* [EXCERPTED PASSAGE]
..........

From 30 to 40 other tribal groups established casinos on newly established reservations through the other Section 20 exemptions, also long and expensive but much easier than the often politically volatile two-part determinations. Other tribes have pursued federal recognition, trust lands and later casino ventures through congressional legislation outside Section 20.
Neither Enterprise nor North Fork had much choice, both lacking suitable land for a casino.
Enterprise Rancheria, created by the federal government in 1915, consisted of two, 40-acre parcels in remote foothills north of Oroville. One parcel was sold in the 1960s to build the dam.
The tribe, consisting of 800 members, purchased 40 acres of land near Highway 65 in Yuba County, roughly 36 miles from its tribal headquarters in Oroville, seeking to place the land in trust for a casino.
The North Fork Rancheria, though it has 1,800 members, consisted of 80 acres of inaccessible foothills in Madera County. The land was held in trust by fewer than five members of the tribe. The tribe purchased 305 acres of land along Highway 99, also about 40 miles from its rancheria.
“Our tribe is located in a poor, rural county with high rates of unemployment and poverty,” Bethel-Fink said in a letter to a local newspaper.
The Rancheria, she wrote, “is a remote, inaccessible piece of land that is owned by individual tribal citizens (not the tribe) and is wholly inadequate to conduct meaningful economic development for our people or the surrounding community.
“Lacking a functional reservation, we remain essentially landless, but not hopeless.”
The projects complied with Interior rules and regulations. Interior on September 1, 2011 issued favorable rulings to place their land in trust status for gaming.
“Both tribes have historical connections to the proposed gaming sites and both proposals have strong support from the local community, which are important factors in our review,” Larry Echo Hawk, former U.S. assistant secretary for Indian affairs, said in approving trust lands for the projects.
Governor Jerry Brown signed onto tribal-state compacts the following year.
But the bureaucratic process was interrupted by a slew of lawsuits by nearby casino tribes and Stand Up For California, a self-described community watchdog group.
Voters, in a 2014 referendum targeting North Fork’s tribal-state compact, rejected “off-reservation gaming.” It was an odd ballot initiative in that it would not have not have prevented the tribe from operating a Class II bingo casino on the site.

..........

* [DATA SECTION]

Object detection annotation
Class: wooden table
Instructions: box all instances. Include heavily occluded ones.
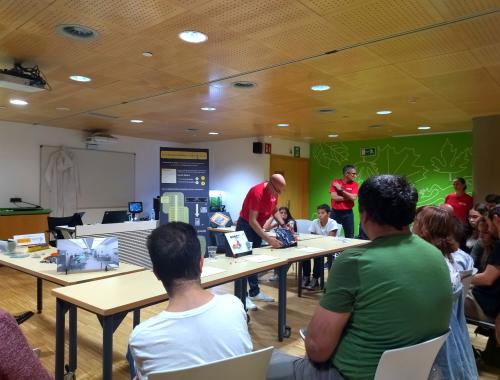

..........

* [INSTRUCTIONS FOR THE TASK] Repeat the passage on the tribal casino projects word for word, starting at "From 30 to 40" and ending at "outside Section 20.".

* [REPLY TO THE EXERCISE]
From 30 to 40 other tribal groups established casinos on newly established reservations through the other Section 20 exemptions, also long and expensive but much easier than the often politically volatile two-part determinations. Other tribes have pursued federal recognition, trust lands and later casino ventures through congressional legislation outside Section 20.